Start of The input

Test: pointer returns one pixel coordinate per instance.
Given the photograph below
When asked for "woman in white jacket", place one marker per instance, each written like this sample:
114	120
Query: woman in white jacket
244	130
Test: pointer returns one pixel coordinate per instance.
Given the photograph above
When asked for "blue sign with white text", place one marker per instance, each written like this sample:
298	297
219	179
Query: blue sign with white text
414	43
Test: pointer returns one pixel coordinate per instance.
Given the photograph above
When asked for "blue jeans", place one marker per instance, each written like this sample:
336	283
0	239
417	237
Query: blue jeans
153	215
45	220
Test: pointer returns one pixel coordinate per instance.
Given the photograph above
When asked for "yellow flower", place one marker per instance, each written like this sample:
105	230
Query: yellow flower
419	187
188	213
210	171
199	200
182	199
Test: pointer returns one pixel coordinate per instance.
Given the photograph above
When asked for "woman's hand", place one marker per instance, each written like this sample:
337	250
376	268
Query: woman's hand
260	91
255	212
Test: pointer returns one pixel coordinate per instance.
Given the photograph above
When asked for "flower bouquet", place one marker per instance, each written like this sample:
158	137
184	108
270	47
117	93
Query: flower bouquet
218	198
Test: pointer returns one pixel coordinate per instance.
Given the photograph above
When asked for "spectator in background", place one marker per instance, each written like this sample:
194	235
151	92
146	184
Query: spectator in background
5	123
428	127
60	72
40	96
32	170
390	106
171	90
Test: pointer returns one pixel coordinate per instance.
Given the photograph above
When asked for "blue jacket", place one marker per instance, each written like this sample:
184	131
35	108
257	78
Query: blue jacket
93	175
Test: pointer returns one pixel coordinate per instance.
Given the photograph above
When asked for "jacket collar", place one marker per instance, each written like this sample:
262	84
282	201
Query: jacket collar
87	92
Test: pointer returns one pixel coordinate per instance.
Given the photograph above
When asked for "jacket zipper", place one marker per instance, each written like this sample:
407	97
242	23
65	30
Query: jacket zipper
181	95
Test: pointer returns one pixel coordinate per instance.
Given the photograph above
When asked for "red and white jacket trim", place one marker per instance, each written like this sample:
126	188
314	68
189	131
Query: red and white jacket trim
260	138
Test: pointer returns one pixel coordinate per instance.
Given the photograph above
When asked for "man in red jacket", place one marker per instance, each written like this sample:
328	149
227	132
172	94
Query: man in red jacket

End of The input

All of the entries above should be written out again exactly.

Response for this exercise:
Test: pointer returns one pixel coordinate per instance.
Given the photograph below
When asked for "woman in white jacket", place one marker per instance, each written like this sample:
114	120
Query: woman in white jacket
244	130
Test: pointer returns one pixel coordinate per instance.
Given the photograph above
When asked for "blue sign with white text", place one marker per instance, each written like this sample:
298	297
219	179
Query: blue sign with white text
414	43
Test: pointer returns one pixel coordinate per instance.
Given the photograph above
When asked for "blue jeans", place one marker per instance, each written like this sample:
336	283
0	239
417	237
Query: blue jeans
153	215
45	220
Test: pointer returns one pixel coordinate per instance.
Given the photograph above
When asked for "yellow flower", place one marker per instance, each written like this sample:
105	230
Query: yellow flower
419	187
188	213
210	171
199	200
182	199
Test: pointer returns one pixel coordinate per instance.
Given the photograph above
When asked for "woman's hand", place one marker per instance, each written like this sample:
337	250
376	268
Query: woman's hand
260	91
255	212
Test: pointer returns one pixel coordinate per instance.
Given the photograph above
When asked for "flower bouquet", place one marker per instance, each written like this sample:
158	137
184	108
270	47
117	93
Query: flower bouquet
218	198
Test: pointer returns one pixel coordinate per instance.
Given the photograph above
When asked for "spectator in background", place one marker per instance, each written like this sample:
194	235
151	92
146	184
Query: spectator in background
5	123
428	127
60	72
40	96
32	170
390	106
171	90
Test: pointer returns one pixel coordinate per instance.
Given the photograph above
When asked for "blue jacket", place one marker per instance, each written like this sample:
184	131
35	108
257	78
Query: blue jacket
93	175
Test: pointer returns one pixel coordinate per instance.
Given the photograph above
When asked for "jacket collar", place one marker per instance, each written like this sample:
262	84
282	201
Query: jacket collar
87	92
Test: pointer returns one pixel coordinate per instance.
Given the photograph above
When asked for "jacket zipper", place one marker per instance, each written like this sample:
407	97
242	23
65	30
Query: jacket zipper
181	95
Test: pointer returns one pixel coordinate per instance.
Given the photograph above
When asked for "red and white jacket trim", place one marker per instance, each written like this sample:
126	188
314	68
189	131
Query: red and white jacket trim
260	138
Test: pointer returns one pixel coordinate per instance.
Given the photograph above
When asked for "man in red jacket", place one marker per instance, each written like this sample:
328	149
227	132
172	94
Query: man in red jacket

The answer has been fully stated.